» **WRITTEN TASK 1**
In the Litmus walkthrough, why does it suggest running `kubectl api-resources | grep litmus` and `kubectl get pods -n litmus` after installing the chart?
» **WRITTEN TASK 2**
Which versions of Minikube and Kubernetes does the Litmus walkthrough use?

» **GIVEN TEXT**
════════

In the first article in this series, I explained what chaos engineering is, and in the second article, I demonstrated how to get your system's steady state so that you can compare it against a chaos state. This third article will show you how to install and use Litmus to test arbitrary failures and experiments in your Kubernetes cluster. In this walkthrough, I'll use Pop!_OS 20.04, Helm 3, Minikube 1.14.2, and Kubernetes 1.19.

Configure Minikube

If you haven't already, install Minikube in whatever way makes sense for your environment. If you have enough resources, I recommend giving your virtual machine a bit more than the default memory and CPU power:

$ minikube config set memory 8192

❗ These changes will take effect upon a minikube delete and then a minikube start

$ minikube config set cpus 6

❗ These changes will take effect upon a minikube delete and then a minikube start

Then start and check your system's status:

$ minikube start

😄 minikube v1.14.2 on Debian bullseye / sid

🎉 minikube 1.19.0 is available ! Download it: https: // github.com / kubernetes / minikube / releases / tag / v1.19.0

💡 To disable this notice, run: 'minikube config set WantUpdateNotification false'



✨ Using the docker driver based on user configuration

👍 Starting control plane node minikube in cluster minikube

🔥 Creating docker container ( CPUs = 6 , Memory =8192MB ) ...

🐳 Preparing Kubernetes v1.19.0 on Docker 19.03.8 ...

🔎 Verifying Kubernetes components...

🌟 Enabled addons: storage-provisioner, default-storageclass

🏄 Done ! kubectl is now configured to use "minikube" by default

jess@Athena:~$ minikube status

minikube

type: Control Plane

host: Running

kubelet: Running

apiserver: Running

kubeconfig: Configured

Install Litmus

As outlined on Litmus' homepage, the steps to install Litmus are: add your repo to Helm, create your Litmus namespace, then install your chart:

$ helm repo add litmuschaos https: // litmuschaos.github.io / litmus-helm /

"litmuschaos" has been added to your repositories



$ kubectl create ns litmus

namespace / litmus created



$ helm install chaos litmuschaos / litmus --namespace =litmus

NAME: chaos

LAST DEPLOYED: Sun May 9 17 :05: 36 2021

NAMESPACE: litmus

STATUS: deployed

REVISION: 1

TEST SUITE: None

NOTES:

Verify the installation

You can run the following commands if you want to verify all the desired components are installed correctly.

Check if api-resources for chaos are available:

root@demo:~# kubectl api-resources | grep litmus

chaosengines litmuschaos.io true ChaosEngine

chaosexperiments litmuschaos.io true ChaosExperiment

chaosresults litmuschaos.io true ChaosResult

Check if the Litmus chaos operator deployment is running successfully:

root@demo:~# kubectl get pods -n litmus

NAME READY STATUS RESTARTS AGE

litmus-7d998b6568-nnlcd 1 / 1 Running 0 106s

Start running chaos experiments

With this out of the way, you are good to go! Refer to Litmus' chaos experiment documentation to start executing your first experiment.

════════

» **RECORD SET**
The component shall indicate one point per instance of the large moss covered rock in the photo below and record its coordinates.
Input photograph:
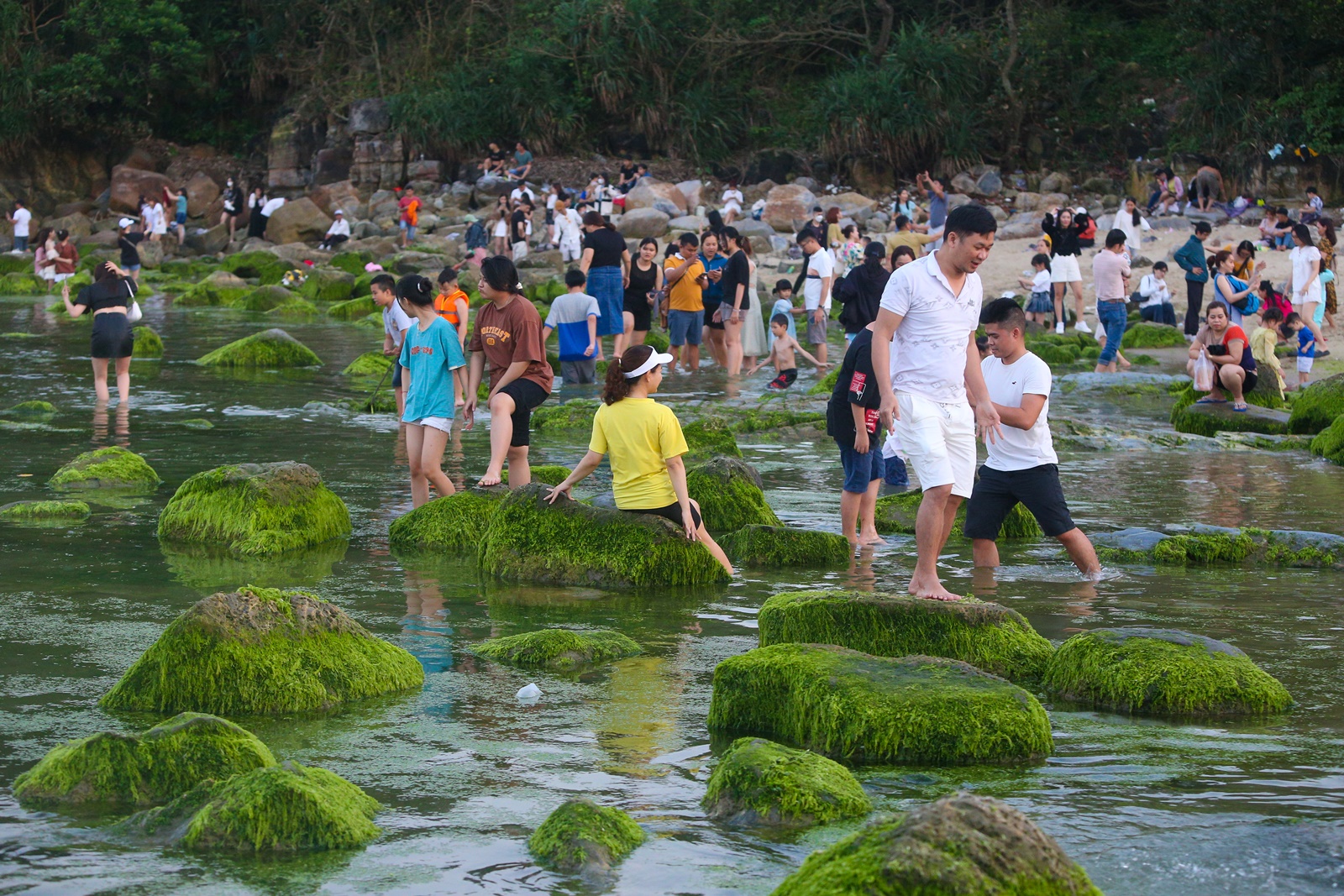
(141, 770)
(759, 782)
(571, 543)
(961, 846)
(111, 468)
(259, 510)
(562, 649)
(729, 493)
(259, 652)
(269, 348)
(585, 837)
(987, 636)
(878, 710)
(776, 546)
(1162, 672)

════════

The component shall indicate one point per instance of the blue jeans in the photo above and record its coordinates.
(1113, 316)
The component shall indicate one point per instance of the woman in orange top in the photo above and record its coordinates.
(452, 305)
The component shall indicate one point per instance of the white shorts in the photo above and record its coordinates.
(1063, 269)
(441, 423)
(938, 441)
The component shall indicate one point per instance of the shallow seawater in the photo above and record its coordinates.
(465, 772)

════════

» **COMPLETE OUTPUT 1**
The commands verify that all the desired components were installed correctly. The first checks that the chaos API resources are available. The second checks that the Litmus chaos operator deployment is running successfully.

» **COMPLETE OUTPUT 2**
Minikube 1.14.2 and Kubernetes 1.19.